**What you should do**
Starting with the line that has "Target = epaulette" in it, repeat every line through the last one, word for word, and give nothing more.

**The input**
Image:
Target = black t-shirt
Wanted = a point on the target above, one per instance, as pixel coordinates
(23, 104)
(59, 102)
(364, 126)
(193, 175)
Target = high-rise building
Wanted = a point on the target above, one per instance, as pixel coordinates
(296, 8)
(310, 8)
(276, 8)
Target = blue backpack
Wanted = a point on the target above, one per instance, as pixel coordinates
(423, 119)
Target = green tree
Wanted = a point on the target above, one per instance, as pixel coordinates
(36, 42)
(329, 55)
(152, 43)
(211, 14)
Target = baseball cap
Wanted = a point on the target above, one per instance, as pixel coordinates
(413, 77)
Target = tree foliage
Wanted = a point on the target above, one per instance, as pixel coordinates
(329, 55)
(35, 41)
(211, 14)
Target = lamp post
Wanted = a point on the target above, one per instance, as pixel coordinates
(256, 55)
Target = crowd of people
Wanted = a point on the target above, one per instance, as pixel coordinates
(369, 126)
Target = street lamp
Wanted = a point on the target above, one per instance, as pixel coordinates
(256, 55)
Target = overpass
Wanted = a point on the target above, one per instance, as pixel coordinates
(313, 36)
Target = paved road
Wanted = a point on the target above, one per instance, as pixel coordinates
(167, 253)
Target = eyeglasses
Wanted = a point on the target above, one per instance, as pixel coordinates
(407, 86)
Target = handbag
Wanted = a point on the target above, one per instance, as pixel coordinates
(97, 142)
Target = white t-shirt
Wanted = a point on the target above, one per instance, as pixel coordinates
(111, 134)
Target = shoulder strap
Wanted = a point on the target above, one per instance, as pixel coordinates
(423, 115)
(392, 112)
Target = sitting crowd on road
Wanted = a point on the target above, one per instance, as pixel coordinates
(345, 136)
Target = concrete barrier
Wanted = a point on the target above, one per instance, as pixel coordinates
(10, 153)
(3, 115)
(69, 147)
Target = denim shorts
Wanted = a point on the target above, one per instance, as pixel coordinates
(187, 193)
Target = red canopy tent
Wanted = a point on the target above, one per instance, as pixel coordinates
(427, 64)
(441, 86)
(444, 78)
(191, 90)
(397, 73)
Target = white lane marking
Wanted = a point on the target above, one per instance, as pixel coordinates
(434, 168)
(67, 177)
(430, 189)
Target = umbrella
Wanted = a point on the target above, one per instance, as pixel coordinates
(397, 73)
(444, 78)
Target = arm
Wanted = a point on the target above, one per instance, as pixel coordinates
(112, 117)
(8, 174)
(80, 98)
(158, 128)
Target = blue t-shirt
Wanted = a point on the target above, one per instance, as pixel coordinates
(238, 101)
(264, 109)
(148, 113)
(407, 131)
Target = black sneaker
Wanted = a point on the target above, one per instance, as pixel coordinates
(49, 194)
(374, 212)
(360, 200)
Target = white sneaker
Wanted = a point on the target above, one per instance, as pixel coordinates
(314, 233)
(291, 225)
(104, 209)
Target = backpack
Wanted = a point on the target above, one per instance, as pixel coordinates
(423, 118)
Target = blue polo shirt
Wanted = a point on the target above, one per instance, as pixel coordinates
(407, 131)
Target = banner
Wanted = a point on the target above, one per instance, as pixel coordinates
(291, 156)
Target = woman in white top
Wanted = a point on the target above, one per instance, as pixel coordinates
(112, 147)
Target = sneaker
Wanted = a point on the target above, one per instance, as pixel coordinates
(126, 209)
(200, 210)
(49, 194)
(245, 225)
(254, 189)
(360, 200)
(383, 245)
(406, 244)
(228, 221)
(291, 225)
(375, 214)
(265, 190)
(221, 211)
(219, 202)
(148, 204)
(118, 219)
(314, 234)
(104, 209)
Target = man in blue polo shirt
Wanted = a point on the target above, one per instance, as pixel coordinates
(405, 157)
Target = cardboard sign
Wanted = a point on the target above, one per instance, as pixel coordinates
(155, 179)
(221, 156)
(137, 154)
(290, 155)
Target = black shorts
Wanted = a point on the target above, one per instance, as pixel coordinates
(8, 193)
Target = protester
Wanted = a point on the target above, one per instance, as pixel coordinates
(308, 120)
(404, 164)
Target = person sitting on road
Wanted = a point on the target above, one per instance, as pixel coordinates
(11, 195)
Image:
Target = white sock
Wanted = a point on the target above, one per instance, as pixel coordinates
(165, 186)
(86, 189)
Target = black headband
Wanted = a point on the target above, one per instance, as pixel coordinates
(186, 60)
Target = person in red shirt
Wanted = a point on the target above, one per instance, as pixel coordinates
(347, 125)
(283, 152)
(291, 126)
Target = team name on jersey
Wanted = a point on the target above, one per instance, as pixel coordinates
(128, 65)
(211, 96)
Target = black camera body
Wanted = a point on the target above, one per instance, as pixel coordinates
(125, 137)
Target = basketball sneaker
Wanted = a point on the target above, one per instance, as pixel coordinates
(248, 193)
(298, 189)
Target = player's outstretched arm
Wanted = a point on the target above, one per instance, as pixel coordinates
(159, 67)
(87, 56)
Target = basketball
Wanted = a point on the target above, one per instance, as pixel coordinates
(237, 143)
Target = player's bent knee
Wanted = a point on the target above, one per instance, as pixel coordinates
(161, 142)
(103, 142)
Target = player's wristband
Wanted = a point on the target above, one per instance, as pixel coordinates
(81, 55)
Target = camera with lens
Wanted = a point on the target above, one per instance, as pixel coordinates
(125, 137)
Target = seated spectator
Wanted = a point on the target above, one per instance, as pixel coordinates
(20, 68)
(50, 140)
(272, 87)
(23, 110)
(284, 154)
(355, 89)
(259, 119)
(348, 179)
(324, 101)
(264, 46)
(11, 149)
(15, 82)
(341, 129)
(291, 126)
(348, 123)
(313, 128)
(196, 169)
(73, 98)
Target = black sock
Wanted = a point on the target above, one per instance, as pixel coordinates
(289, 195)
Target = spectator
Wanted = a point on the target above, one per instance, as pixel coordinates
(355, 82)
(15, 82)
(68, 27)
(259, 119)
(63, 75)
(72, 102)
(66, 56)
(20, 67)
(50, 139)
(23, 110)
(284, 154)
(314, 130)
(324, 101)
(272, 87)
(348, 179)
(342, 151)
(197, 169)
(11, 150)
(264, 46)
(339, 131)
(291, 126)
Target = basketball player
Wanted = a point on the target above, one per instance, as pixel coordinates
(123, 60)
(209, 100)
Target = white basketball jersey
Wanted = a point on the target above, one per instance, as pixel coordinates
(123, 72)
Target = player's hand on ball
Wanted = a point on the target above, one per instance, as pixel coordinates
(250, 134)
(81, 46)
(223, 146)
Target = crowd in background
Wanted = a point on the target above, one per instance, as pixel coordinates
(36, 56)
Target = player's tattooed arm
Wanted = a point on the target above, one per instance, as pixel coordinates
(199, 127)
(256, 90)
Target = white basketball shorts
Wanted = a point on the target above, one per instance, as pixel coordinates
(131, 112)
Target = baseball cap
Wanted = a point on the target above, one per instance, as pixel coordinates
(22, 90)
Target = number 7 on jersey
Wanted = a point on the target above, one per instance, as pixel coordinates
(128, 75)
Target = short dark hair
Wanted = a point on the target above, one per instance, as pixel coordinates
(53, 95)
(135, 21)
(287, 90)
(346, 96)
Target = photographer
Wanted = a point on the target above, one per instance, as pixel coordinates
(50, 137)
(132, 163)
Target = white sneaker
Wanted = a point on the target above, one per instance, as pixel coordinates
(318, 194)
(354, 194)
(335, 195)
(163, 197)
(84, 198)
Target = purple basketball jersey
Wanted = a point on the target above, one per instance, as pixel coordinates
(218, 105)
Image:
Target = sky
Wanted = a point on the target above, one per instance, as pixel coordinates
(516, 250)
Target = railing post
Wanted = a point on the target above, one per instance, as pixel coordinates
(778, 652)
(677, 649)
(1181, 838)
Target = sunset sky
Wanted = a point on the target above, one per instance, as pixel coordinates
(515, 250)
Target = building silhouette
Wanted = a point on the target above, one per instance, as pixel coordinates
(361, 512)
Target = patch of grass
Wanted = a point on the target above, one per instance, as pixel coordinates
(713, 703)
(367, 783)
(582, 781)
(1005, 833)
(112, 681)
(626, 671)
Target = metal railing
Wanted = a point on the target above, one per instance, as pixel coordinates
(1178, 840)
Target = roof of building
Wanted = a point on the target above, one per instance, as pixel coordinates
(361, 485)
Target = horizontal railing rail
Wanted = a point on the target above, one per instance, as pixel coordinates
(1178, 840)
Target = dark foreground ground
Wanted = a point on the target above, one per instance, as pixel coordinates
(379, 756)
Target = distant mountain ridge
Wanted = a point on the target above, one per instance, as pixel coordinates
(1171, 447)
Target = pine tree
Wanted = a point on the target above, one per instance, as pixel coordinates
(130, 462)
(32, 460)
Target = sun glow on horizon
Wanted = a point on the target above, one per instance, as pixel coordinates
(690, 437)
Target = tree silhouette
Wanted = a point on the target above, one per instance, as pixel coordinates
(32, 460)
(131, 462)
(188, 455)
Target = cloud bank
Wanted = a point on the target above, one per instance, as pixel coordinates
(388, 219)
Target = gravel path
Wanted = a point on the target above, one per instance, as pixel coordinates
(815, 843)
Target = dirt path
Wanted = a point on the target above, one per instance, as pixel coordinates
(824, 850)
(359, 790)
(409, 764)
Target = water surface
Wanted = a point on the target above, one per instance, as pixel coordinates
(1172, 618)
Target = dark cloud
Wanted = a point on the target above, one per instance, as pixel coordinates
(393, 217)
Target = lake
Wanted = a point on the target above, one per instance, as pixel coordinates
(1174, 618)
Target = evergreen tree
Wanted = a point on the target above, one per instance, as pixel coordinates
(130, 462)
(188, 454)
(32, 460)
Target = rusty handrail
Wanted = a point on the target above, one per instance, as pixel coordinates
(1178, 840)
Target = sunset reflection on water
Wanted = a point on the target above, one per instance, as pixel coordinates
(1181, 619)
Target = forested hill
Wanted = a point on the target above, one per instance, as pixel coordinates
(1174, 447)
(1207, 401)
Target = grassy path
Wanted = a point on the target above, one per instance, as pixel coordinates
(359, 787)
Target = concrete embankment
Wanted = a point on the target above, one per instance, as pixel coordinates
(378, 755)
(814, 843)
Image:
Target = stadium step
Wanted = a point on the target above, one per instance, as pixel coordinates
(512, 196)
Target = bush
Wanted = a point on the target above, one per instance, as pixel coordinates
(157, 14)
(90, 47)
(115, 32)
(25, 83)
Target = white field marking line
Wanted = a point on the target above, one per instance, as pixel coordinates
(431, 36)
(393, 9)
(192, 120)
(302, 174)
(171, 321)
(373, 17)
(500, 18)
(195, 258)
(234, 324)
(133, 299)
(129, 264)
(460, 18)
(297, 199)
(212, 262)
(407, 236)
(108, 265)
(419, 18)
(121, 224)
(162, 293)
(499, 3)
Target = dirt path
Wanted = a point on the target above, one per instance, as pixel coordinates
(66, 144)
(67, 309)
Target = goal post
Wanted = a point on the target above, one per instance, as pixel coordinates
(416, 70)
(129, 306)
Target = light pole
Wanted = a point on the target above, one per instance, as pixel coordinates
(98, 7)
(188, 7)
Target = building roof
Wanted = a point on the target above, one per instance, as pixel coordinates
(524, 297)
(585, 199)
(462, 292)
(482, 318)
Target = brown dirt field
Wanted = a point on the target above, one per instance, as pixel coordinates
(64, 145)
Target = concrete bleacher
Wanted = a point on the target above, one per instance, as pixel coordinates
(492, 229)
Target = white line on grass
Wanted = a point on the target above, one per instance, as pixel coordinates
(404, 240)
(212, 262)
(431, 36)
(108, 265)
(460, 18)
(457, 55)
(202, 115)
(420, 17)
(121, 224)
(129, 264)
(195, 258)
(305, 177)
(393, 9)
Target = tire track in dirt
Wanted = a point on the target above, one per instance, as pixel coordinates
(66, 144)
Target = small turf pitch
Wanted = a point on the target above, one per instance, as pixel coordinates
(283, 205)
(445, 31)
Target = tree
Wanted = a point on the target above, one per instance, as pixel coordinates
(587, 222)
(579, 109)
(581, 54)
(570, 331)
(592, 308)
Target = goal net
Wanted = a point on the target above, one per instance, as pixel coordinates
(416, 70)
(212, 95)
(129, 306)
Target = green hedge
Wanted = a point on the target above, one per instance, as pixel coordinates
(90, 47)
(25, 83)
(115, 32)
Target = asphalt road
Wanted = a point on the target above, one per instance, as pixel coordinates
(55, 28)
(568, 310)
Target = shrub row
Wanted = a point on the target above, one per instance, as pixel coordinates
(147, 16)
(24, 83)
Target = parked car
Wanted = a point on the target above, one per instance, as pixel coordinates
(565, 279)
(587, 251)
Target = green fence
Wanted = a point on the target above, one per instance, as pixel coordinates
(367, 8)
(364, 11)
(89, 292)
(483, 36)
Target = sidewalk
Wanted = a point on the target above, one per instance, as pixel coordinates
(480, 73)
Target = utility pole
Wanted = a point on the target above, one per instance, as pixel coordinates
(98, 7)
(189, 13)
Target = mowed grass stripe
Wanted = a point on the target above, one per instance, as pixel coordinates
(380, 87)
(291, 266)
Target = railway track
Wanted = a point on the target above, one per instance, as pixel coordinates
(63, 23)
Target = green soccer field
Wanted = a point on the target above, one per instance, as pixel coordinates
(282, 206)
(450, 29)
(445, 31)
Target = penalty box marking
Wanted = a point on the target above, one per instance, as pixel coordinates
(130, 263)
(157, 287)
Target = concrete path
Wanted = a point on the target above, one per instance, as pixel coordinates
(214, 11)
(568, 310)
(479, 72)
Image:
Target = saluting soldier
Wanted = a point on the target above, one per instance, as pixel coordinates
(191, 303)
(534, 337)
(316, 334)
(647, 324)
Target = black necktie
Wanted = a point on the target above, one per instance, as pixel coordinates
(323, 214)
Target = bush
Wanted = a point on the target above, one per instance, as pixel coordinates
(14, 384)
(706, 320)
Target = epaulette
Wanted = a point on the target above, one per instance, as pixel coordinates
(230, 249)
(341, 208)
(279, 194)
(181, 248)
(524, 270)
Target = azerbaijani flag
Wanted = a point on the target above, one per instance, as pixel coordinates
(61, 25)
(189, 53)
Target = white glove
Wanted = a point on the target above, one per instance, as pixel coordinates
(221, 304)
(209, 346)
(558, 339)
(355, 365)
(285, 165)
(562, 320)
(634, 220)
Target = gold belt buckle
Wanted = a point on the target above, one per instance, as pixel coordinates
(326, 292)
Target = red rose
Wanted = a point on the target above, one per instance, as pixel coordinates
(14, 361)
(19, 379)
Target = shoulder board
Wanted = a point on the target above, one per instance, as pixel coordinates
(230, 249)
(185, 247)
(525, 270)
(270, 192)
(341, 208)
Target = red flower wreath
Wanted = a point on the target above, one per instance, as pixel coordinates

**Answer for this exercise**
Target = epaulette
Wanted = a point on the target above, one per instance, as pixel coordinates
(230, 249)
(341, 208)
(279, 194)
(181, 248)
(524, 270)
Target = azerbaijani flag
Wanted = a point on the target above, one per instance, as pixel coordinates
(61, 25)
(189, 53)
Target = white glove
Wanted = a point on the target above, one per instance, as pixel coordinates
(221, 304)
(209, 346)
(558, 339)
(355, 365)
(285, 165)
(562, 320)
(634, 220)
Target = gold belt buckle
Wanted = a point on the target above, one per instance, as pixel coordinates
(326, 292)
Target = red rose
Wanted = a point on the target above, one per instance, as pixel coordinates
(14, 361)
(19, 379)
Target = shoulder board
Wanted = a point on the target above, one per instance, as pixel coordinates
(230, 249)
(185, 247)
(525, 270)
(270, 192)
(341, 208)
Target = red flower wreath
Wanted = a point on the target above, one per instance, as pixel coordinates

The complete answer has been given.